> _TASK REQUIREMENTS_
Using the abstract on infections among blood donors, explain why accurate estimates of the risk of Transfusion Transmitted Infections matter.

> _EXERCISE PASSAGE_

Original article / research
Seropositivity of Transfusion Transmitted Infections among Blood Donors in Hilly Region of Karnataka, India
Dr. Mallikarjun Pattanashetti,
Plot No 295, 2nd Stage, Hanuman Nagar, Belagavi, Karnataka, India.
Introduction: One of the major problem associated with blood transfusions are Transfusion Transmitted Infections (TTIs). Accurate estimates of risk of TTIs are essential for monitoring the safety of blood supply. National AIDS Control Organisation (NACO) guidelines state that all donor’s blood samples should mandatorily be tested for Human Immunodeficiency Virus (HIV), Hepatitis B Virus (HBV), Hepatitis C Virus (HCV), Syphilis and Malaria.
Aim: To estimate the seropositivity of HIV, Hepatitis B surface Antigen (HBsAg), HCV, Syphilis and Malaria among blood donors for tertiary care hospital of hilly region in Karnataka, India.
Materials and Methods: This cross-sectional study was done from January 2012 to March 2018 in District Hospital Blood bank, Department of Pathology, Kodagu Institute of Medical Sciences, Madikeri, Karnataka, India. The blood donors were screened with detailed history and physical examination according to Standard Operating Procedures (SOP) of Blood bank as per Guidelines for Blood donor selection and referral. Donor blood sample was subjected to screening investigations for TTIs diseases: HIV, HBV, HCV, Syphilis and Malaria. Data collected was tabulated in Microscoft Excel and results were expressed as percentage.
Results: The study included total 9599 blood donors. The total number of male donors was 8985 and female donors were 614. There were 74 seropositive donors of which 71 (96%) were males and 3 (4.0%) were females. The total seropositivity rate of TTIs was 0.77% among which the incidence of seropositivity was higher in males as compared to females. There were 55 donors (0.58%) positive for HBV, eight donors (0.08%) positive for Syphilis, five donors (0.05%) positive for HIV, four donors (0.04%) positive for Malaria and two donors (0.02%) positive for HCV.
Conclusion: Screening and better selection of donors by testing for TTIs are necessary to improve blood safety in the blood transfusion centre of hospital.

> _DATA EXTRACT_
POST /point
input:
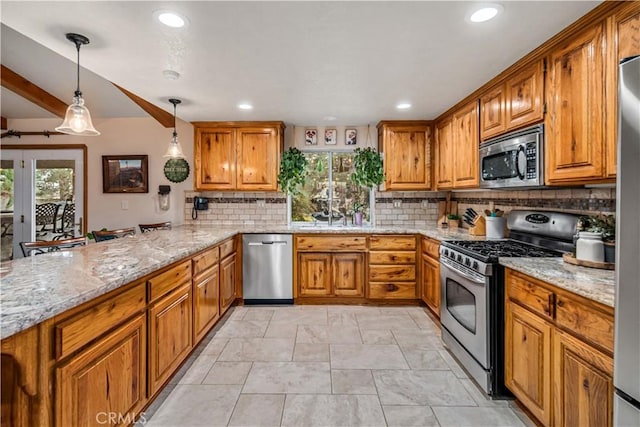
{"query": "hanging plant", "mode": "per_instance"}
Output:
(367, 167)
(293, 171)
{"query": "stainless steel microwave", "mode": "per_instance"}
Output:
(513, 160)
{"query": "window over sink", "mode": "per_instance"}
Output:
(328, 188)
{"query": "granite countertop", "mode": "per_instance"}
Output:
(592, 283)
(38, 288)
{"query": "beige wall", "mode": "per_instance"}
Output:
(121, 136)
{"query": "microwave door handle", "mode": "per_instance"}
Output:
(518, 171)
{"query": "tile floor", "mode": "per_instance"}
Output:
(326, 366)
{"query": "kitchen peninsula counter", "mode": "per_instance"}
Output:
(592, 283)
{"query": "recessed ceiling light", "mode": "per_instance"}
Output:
(485, 12)
(171, 19)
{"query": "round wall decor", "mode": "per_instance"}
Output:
(176, 170)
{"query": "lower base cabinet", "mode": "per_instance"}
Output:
(228, 283)
(558, 353)
(583, 386)
(109, 376)
(169, 335)
(528, 360)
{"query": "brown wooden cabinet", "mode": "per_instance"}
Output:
(430, 272)
(622, 42)
(228, 282)
(466, 146)
(170, 335)
(107, 377)
(444, 153)
(583, 383)
(206, 290)
(514, 103)
(558, 353)
(406, 146)
(528, 360)
(241, 156)
(392, 267)
(574, 140)
(457, 145)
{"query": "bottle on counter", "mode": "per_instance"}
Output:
(589, 247)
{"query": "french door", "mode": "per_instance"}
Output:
(42, 196)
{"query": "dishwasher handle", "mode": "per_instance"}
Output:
(268, 242)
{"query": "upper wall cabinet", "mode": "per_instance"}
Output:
(241, 156)
(624, 41)
(515, 103)
(574, 144)
(457, 145)
(407, 154)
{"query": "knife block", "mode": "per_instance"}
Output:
(479, 226)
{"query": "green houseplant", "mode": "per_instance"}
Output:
(293, 171)
(367, 172)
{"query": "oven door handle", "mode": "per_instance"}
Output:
(463, 274)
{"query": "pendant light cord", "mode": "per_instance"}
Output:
(78, 93)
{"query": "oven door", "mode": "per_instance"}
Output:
(464, 310)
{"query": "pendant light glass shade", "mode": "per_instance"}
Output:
(77, 120)
(175, 149)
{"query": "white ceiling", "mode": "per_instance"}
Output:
(294, 61)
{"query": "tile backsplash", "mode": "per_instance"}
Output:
(402, 208)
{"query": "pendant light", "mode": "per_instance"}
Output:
(175, 149)
(77, 120)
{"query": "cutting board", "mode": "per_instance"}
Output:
(442, 207)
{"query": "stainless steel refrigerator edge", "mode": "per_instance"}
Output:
(626, 372)
(267, 268)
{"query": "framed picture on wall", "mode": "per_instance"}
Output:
(125, 174)
(331, 136)
(311, 137)
(351, 136)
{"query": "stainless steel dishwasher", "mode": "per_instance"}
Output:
(267, 268)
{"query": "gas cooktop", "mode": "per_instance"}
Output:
(491, 250)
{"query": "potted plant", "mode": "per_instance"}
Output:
(604, 225)
(367, 172)
(293, 171)
(453, 220)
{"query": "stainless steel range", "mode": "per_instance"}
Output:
(472, 314)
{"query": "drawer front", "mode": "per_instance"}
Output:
(389, 243)
(205, 260)
(391, 290)
(431, 247)
(331, 243)
(392, 257)
(587, 322)
(88, 325)
(169, 280)
(392, 272)
(227, 248)
(530, 294)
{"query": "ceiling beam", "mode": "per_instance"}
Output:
(23, 87)
(164, 118)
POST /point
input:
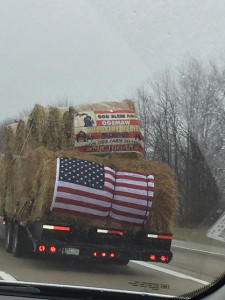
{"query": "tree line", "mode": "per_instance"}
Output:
(183, 122)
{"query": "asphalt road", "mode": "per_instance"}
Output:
(192, 268)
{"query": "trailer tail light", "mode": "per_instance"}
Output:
(110, 231)
(41, 248)
(52, 249)
(164, 258)
(152, 257)
(53, 227)
(103, 254)
(158, 236)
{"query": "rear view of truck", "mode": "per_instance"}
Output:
(102, 201)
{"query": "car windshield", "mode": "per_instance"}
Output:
(112, 139)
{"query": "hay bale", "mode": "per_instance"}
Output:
(33, 179)
(68, 129)
(54, 131)
(6, 174)
(36, 127)
(20, 137)
(8, 141)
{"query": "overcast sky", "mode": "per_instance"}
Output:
(95, 50)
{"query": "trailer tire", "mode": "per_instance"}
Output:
(8, 237)
(17, 241)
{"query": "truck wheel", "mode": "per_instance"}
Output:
(8, 237)
(17, 241)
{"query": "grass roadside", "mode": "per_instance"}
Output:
(195, 235)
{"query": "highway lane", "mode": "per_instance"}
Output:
(200, 268)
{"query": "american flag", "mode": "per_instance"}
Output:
(83, 188)
(93, 190)
(132, 197)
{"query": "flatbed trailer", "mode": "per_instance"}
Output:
(99, 244)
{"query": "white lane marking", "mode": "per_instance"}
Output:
(173, 273)
(198, 250)
(7, 277)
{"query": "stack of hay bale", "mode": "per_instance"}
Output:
(27, 182)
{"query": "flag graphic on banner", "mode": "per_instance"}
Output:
(90, 189)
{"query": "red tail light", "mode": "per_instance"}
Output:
(152, 257)
(164, 258)
(53, 249)
(41, 248)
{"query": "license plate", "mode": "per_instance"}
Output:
(72, 251)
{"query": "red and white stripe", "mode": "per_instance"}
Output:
(82, 200)
(132, 197)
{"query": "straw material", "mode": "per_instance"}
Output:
(33, 179)
(27, 183)
(36, 127)
(8, 141)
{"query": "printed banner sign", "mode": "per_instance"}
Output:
(217, 231)
(108, 131)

> _ANSWER AREA_
They are essential for monitoring the safety of the blood supply. Transfusion Transmitted Infections are one of the major problems associated with blood transfusions.